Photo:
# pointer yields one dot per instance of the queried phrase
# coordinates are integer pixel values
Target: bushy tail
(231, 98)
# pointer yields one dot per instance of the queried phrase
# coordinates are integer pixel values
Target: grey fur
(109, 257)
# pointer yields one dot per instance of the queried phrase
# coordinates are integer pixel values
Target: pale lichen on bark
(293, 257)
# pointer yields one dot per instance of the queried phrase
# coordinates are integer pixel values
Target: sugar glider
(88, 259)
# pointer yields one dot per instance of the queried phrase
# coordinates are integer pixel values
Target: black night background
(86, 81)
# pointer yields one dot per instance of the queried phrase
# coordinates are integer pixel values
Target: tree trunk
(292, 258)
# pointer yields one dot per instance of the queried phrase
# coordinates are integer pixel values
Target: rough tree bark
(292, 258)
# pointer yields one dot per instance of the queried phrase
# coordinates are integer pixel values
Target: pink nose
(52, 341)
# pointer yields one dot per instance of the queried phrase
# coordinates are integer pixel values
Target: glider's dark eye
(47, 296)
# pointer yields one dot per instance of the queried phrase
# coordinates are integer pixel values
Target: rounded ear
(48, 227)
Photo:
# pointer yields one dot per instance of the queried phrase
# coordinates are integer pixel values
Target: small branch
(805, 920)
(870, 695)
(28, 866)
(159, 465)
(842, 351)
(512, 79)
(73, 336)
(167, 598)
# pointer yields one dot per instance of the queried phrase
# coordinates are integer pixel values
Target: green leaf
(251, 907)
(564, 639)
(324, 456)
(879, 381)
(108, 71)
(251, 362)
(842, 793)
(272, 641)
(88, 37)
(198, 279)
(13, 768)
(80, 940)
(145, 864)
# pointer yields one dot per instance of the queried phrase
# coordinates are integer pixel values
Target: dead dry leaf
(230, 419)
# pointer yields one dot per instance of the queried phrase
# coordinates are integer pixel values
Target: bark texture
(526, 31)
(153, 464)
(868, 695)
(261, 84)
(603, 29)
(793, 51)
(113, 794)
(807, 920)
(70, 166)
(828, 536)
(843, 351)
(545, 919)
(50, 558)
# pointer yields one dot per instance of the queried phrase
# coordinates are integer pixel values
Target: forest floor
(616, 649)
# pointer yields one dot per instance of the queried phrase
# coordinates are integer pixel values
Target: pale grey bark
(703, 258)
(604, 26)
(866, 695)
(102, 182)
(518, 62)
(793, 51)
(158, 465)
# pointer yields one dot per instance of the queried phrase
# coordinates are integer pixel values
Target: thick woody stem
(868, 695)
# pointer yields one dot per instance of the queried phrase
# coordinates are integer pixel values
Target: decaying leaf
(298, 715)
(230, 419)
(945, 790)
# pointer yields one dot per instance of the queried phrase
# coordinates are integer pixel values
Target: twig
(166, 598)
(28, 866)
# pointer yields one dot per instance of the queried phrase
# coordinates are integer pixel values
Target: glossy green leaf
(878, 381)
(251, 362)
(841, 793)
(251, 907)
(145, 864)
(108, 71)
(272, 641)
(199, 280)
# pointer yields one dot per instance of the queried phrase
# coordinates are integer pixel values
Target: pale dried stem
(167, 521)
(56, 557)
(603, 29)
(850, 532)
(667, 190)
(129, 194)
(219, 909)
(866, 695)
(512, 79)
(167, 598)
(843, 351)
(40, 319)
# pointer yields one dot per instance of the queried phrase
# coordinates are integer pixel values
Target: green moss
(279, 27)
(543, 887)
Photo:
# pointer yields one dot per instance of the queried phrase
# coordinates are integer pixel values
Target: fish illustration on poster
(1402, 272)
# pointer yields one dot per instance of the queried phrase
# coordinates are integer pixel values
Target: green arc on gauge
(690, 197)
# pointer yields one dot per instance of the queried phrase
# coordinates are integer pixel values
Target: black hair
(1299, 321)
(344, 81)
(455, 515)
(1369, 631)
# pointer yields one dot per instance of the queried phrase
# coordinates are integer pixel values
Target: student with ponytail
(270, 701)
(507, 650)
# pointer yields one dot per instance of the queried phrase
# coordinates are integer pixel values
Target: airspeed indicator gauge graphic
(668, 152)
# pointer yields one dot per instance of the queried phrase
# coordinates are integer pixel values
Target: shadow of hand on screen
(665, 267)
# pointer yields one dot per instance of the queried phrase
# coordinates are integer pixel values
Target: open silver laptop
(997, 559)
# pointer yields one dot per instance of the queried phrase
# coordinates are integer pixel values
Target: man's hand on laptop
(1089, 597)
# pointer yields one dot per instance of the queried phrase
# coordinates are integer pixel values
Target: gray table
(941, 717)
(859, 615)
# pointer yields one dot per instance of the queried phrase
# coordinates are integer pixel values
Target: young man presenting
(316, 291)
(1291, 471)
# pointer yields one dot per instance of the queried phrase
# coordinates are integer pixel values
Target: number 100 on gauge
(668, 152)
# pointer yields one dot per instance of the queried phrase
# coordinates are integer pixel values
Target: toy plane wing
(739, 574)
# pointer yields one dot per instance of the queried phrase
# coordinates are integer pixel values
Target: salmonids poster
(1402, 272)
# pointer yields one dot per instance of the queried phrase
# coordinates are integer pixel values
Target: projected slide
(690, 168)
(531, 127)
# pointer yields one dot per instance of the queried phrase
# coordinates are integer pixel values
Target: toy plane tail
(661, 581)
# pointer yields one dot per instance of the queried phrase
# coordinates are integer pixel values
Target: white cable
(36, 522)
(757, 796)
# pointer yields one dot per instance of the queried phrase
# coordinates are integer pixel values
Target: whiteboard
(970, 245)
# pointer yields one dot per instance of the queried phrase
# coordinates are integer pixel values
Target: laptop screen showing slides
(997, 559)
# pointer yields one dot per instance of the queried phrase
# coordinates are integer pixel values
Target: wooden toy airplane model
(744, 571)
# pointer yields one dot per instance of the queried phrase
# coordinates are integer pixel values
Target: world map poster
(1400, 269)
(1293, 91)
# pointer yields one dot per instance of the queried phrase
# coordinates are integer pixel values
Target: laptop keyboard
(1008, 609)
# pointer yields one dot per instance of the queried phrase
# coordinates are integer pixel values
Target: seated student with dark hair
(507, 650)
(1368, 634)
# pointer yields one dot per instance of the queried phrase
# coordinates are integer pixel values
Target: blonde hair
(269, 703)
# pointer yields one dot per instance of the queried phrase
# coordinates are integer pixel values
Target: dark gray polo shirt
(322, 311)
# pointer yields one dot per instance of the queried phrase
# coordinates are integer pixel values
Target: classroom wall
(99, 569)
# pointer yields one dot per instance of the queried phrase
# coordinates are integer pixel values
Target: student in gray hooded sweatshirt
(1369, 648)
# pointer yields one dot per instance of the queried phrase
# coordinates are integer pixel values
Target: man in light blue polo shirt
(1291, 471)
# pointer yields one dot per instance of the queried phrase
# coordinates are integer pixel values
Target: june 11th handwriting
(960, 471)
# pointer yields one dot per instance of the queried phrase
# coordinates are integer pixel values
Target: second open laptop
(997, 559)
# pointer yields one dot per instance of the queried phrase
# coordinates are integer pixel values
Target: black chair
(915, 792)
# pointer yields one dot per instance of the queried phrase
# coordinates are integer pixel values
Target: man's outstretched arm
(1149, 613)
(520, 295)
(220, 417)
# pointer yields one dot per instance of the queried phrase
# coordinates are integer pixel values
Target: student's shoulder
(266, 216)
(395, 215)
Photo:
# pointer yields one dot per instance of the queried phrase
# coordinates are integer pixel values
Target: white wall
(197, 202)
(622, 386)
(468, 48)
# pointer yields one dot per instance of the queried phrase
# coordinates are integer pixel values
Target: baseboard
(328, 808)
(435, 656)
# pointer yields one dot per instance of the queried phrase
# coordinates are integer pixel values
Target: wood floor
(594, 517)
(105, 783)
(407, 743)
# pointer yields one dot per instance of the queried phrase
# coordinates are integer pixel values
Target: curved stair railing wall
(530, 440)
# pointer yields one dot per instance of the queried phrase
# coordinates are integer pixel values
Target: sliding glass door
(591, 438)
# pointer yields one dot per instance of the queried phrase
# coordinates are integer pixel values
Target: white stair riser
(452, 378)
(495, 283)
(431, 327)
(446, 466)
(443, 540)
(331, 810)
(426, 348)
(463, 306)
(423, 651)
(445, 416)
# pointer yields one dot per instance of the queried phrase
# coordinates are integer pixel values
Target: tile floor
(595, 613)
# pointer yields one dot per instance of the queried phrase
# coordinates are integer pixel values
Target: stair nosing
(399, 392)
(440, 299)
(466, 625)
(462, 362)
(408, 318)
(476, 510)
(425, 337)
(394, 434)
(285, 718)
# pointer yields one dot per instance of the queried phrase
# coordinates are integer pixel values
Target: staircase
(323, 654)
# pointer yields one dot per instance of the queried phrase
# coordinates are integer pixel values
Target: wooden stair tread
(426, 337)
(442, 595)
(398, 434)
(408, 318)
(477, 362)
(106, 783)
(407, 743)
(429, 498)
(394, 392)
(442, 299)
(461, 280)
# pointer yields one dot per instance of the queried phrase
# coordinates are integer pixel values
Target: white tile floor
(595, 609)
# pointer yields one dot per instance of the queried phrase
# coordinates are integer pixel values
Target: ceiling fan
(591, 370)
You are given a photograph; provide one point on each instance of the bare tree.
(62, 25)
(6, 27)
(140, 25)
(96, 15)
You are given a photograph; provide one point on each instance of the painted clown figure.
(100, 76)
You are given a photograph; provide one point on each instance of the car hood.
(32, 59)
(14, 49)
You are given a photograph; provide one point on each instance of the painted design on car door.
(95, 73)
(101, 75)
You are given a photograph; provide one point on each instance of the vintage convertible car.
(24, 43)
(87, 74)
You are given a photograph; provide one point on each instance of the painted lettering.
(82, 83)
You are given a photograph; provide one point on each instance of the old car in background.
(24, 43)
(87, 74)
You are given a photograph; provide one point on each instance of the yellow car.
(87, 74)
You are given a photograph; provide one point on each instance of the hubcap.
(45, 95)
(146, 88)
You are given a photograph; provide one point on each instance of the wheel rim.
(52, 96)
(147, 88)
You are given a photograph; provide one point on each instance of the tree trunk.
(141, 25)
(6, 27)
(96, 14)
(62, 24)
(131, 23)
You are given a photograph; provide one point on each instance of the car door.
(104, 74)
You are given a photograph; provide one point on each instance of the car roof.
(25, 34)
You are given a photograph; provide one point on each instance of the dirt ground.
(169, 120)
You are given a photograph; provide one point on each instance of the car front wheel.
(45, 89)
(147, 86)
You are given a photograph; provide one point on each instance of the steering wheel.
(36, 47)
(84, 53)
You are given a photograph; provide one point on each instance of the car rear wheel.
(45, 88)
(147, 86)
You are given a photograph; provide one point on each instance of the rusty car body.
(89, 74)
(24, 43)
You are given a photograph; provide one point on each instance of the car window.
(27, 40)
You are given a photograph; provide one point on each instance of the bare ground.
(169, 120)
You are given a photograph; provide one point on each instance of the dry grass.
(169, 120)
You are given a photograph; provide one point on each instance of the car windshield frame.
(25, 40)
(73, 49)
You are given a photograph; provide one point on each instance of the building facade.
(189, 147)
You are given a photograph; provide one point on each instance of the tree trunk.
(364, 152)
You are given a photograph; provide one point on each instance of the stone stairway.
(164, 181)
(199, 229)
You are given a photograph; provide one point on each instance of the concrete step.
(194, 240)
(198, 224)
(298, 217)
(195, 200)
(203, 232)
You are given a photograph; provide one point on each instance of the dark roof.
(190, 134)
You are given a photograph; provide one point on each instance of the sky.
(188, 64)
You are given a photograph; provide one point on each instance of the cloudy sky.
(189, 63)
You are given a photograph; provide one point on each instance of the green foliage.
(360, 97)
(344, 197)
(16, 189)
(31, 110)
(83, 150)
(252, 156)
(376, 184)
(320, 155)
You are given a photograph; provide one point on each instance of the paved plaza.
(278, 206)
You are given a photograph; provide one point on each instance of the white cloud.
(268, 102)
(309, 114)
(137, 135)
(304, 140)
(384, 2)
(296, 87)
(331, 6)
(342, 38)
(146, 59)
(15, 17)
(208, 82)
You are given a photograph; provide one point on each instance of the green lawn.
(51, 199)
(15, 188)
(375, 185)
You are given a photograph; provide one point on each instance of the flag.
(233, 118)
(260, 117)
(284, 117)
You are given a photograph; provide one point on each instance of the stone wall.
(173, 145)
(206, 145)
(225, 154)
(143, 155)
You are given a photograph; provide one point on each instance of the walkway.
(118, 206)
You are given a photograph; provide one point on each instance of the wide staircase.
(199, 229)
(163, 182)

◆ Stated goal:
Please write out everything from the row containing "the white cloud." down to the last of the rows, swapping "stone wall" for "brick wall" and keeping all else unchanged.

◆ Result:
You are given a photograph; provide one point on each instance of the white cloud.
(268, 102)
(309, 114)
(137, 135)
(304, 140)
(384, 2)
(296, 87)
(331, 6)
(342, 38)
(146, 59)
(15, 17)
(208, 82)
You are given a photograph; provide one point on each instance of the green lawn.
(51, 199)
(15, 188)
(375, 185)
You are given a photograph; provide one point on each instance of the flag.
(233, 118)
(260, 117)
(284, 117)
You are given a photograph; provide one point on each instance of the brick wall.
(173, 145)
(206, 145)
(225, 154)
(143, 155)
You are given a photograph; provide one point on each instance of the walkway.
(118, 206)
You are given a photograph; provide one point on each instance of the wide staircase.
(199, 229)
(163, 182)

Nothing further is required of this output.